**DIRECTIONS**.
Could you repeat the records below exactly, leaving out any pictures?

**RECORDS**.
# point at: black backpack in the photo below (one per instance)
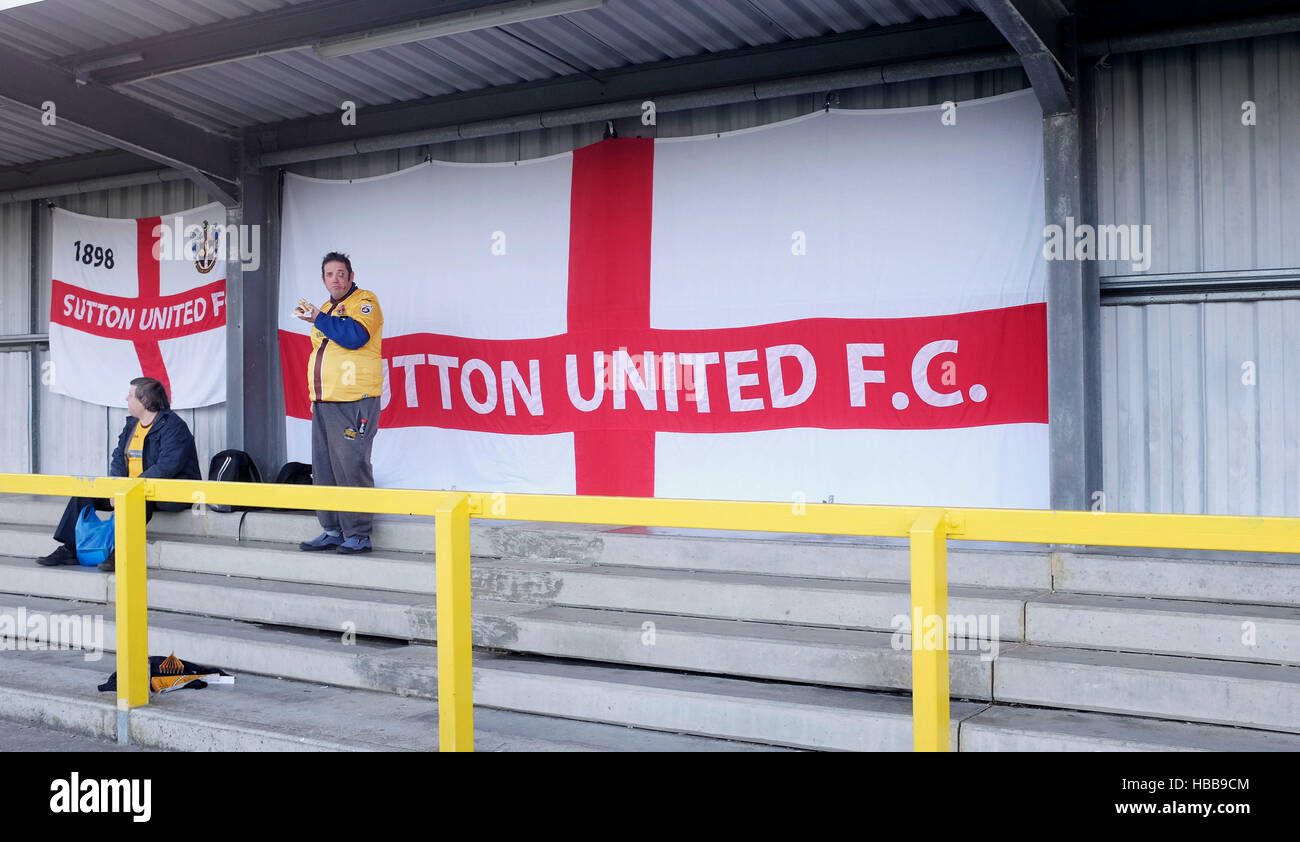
(233, 467)
(294, 473)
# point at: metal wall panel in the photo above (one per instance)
(1183, 428)
(78, 437)
(14, 408)
(540, 143)
(1174, 153)
(1201, 407)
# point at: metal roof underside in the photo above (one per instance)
(182, 83)
(298, 83)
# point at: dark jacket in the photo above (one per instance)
(169, 452)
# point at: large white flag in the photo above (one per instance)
(843, 306)
(139, 296)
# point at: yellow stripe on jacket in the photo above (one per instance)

**OUTPUT OF THE EXERCISE**.
# point at: black backpack in the photo below (one per instance)
(233, 467)
(294, 473)
# point at: metal wall panel in the photo above (one per instance)
(1183, 428)
(78, 437)
(14, 408)
(540, 143)
(1174, 153)
(1201, 407)
# point at: metal roof underside in the photo above (one per instance)
(182, 83)
(298, 83)
# point at: dark jacket in the photo above (one per instance)
(169, 452)
# point at: large white flag in the photo above (one per instance)
(843, 306)
(139, 296)
# point at: yellow stripe on jacket in the photo above (one per instance)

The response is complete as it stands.